§ Stated task:
Move the items over starting at the line that has "TARGET = thin twig" and stopping after the line that has "[(280, 214), (219, 207), (168, 91)]", reproducing every line in that span, and lower each coordinate in the answer lists by 43.
--- start of Records for the task ---
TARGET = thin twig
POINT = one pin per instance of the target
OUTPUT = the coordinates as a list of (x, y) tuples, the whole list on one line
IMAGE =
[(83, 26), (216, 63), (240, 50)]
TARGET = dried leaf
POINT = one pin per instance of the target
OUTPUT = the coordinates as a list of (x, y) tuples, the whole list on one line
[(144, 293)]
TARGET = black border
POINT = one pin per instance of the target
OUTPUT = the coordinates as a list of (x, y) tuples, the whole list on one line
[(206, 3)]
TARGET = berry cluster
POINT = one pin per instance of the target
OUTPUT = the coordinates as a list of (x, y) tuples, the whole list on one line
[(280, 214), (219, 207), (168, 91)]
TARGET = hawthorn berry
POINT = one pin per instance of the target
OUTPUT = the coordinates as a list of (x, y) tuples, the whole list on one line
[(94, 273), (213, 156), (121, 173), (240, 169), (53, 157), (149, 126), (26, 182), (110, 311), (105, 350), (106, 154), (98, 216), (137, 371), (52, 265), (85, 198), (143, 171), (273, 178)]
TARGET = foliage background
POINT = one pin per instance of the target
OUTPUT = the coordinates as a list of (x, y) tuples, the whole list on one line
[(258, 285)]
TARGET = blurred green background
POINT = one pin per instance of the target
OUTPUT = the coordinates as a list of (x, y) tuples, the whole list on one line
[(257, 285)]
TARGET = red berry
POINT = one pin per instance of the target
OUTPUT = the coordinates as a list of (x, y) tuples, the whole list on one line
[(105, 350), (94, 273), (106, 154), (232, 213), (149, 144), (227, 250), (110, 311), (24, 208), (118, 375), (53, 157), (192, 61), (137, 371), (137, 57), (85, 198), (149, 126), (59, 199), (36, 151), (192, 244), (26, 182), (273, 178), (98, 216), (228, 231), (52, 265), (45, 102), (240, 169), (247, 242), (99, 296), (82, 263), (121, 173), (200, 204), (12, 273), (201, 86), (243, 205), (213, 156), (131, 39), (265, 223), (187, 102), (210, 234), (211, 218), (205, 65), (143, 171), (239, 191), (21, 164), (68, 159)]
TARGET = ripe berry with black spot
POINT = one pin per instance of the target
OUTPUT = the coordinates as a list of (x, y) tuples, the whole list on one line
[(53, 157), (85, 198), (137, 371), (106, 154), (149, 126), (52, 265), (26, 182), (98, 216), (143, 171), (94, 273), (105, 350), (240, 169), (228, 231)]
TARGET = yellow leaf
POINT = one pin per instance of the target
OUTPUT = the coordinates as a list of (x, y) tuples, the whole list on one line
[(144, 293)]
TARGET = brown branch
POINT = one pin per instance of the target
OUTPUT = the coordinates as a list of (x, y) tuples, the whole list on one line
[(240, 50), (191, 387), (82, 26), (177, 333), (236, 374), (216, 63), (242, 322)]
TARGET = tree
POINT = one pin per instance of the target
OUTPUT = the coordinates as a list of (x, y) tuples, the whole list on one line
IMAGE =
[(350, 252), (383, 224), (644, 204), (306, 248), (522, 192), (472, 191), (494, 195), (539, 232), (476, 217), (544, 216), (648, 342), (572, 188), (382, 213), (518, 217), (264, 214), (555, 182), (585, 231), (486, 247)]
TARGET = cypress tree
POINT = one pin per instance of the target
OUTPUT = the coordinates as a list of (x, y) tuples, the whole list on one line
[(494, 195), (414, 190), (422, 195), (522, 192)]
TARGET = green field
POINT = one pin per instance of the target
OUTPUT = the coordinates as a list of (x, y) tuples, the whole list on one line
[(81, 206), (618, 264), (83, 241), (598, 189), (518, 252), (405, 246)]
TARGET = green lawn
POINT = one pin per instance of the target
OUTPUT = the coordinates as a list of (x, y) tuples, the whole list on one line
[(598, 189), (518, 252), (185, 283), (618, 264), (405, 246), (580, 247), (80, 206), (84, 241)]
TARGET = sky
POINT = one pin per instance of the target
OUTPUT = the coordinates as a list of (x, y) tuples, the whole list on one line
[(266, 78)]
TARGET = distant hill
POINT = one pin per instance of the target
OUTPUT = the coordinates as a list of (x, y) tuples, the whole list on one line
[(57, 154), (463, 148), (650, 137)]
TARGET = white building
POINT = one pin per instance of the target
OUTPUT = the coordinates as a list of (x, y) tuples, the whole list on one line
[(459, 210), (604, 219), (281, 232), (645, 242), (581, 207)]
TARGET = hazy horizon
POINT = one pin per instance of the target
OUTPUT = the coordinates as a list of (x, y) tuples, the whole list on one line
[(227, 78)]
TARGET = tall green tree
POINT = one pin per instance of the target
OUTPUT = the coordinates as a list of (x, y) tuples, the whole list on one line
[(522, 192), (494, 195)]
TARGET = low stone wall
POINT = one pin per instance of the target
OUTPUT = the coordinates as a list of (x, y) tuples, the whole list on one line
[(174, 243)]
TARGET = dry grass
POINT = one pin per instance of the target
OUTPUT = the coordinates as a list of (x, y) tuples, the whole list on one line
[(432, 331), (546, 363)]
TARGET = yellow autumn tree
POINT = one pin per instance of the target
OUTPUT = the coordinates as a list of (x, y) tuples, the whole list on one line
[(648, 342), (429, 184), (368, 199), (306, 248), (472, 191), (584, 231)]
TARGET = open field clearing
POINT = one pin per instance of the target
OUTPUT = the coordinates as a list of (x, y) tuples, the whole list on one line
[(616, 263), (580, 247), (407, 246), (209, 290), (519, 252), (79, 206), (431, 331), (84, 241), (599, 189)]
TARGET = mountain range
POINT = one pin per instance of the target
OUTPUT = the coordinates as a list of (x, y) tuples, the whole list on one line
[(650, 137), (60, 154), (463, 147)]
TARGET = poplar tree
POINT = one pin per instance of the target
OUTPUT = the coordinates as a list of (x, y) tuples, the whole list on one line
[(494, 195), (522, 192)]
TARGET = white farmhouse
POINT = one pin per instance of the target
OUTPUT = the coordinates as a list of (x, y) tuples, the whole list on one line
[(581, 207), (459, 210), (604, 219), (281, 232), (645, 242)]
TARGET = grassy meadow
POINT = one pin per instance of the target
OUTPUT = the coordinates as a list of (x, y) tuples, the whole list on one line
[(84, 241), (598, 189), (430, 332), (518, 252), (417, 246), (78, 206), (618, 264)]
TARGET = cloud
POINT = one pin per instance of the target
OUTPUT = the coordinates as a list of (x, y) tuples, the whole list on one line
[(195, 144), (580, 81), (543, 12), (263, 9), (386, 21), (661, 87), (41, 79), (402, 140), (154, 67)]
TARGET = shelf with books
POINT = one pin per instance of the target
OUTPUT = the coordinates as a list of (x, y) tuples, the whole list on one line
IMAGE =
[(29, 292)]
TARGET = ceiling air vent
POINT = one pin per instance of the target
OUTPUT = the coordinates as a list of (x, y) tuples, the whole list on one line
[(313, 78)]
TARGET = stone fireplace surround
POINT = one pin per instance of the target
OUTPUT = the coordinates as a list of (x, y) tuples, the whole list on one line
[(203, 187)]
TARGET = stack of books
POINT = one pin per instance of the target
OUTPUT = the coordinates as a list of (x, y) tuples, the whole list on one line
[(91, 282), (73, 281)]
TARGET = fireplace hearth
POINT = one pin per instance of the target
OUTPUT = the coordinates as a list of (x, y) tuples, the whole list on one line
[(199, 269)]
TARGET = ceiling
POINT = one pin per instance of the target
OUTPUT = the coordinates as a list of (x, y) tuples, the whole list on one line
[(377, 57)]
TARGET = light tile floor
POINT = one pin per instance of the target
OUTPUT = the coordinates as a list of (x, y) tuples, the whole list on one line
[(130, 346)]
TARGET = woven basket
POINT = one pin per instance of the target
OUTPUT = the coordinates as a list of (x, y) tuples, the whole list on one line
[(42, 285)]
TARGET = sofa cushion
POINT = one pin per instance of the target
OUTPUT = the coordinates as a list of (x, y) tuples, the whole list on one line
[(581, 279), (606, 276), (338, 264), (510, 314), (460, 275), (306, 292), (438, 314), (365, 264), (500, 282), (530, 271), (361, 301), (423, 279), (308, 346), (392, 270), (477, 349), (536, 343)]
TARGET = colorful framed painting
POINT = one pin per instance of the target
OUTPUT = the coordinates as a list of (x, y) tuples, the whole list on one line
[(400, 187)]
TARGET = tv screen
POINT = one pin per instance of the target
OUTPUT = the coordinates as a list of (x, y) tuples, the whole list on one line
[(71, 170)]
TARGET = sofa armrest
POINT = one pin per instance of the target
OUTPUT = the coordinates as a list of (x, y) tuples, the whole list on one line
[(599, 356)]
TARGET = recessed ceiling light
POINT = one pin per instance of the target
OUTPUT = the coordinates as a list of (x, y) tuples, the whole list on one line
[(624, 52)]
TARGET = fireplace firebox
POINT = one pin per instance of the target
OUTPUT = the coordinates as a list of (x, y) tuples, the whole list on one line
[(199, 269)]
--- end of Records for the task ---
--- start of Records for the task ---
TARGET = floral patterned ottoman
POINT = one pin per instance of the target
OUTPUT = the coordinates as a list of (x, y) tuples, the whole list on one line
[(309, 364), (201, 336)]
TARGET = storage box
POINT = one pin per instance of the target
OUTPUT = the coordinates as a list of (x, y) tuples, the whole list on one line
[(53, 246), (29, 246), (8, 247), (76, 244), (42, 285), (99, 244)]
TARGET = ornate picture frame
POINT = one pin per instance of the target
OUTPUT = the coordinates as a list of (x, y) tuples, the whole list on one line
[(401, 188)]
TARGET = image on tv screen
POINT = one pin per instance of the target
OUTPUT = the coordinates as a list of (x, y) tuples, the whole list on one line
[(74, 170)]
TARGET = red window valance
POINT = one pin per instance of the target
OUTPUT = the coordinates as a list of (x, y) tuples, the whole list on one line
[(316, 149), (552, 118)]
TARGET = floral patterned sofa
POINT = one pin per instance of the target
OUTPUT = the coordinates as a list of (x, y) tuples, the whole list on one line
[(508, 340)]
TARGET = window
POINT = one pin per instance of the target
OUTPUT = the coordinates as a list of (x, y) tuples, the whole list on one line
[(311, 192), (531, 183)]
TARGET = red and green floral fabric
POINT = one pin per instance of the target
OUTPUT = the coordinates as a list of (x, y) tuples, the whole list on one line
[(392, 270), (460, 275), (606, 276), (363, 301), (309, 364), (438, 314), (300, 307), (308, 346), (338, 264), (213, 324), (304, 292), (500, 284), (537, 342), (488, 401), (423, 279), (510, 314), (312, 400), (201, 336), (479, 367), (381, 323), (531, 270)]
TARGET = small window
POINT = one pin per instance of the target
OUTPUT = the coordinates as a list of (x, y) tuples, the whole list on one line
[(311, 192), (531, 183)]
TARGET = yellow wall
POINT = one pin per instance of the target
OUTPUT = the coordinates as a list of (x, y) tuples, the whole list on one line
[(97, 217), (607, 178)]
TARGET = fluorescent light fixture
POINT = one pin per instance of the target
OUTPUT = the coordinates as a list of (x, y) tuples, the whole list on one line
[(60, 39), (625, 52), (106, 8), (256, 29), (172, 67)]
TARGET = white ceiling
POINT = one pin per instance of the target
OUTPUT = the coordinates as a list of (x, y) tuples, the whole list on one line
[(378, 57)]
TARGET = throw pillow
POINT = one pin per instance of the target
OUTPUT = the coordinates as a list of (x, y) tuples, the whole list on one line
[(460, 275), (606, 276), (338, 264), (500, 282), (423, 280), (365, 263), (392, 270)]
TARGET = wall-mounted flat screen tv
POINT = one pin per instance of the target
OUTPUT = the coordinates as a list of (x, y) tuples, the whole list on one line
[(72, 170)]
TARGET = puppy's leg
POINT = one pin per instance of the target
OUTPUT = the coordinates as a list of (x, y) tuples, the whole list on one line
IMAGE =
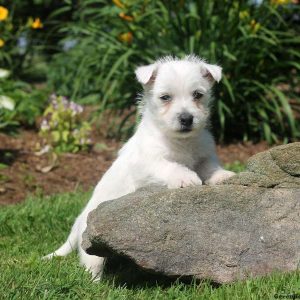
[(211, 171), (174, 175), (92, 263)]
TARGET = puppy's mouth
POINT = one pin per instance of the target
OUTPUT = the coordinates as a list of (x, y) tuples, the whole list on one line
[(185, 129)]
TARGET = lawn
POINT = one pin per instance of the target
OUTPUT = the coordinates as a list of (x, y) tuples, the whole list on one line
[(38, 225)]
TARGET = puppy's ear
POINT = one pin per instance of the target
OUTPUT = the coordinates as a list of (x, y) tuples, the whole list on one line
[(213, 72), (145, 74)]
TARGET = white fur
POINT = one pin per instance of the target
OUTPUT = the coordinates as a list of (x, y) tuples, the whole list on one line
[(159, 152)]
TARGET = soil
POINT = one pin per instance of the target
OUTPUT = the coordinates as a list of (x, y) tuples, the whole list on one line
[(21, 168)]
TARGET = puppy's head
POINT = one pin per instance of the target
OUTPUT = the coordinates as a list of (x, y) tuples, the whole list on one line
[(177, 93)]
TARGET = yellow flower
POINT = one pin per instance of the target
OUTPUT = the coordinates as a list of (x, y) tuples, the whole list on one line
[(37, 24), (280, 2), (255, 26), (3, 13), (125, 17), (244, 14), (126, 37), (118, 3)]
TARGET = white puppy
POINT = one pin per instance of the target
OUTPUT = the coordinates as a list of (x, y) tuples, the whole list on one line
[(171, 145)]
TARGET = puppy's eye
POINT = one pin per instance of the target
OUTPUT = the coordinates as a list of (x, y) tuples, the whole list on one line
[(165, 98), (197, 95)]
--- end of Records for the task ---
§ Answer in full:
TARGET = thin twig
POINT = one pin per instance of the target
OUTPUT = the coordinates as a list of (x, y) tuples, the whole list on one line
IMAGE =
[(40, -17), (173, 20), (197, 7)]
TARGET = dried leaf
POINT = one pin per instance of the target
OUTPUT = the coordinates as a list of (x, y) tuples, the whole list on one line
[(101, 250)]
TARGET = black border
POINT = one pin per instance of the target
OUTPUT = the coordinates as a list of (x, y) tuples, the whole list on one line
[(163, -40)]
TARGET = berry cluster
POINT = one pin per instance of the target
OUTPUT = the coordinates as a list of (x, y) tuples, the whole list on one line
[(237, 171), (176, 164), (125, 48)]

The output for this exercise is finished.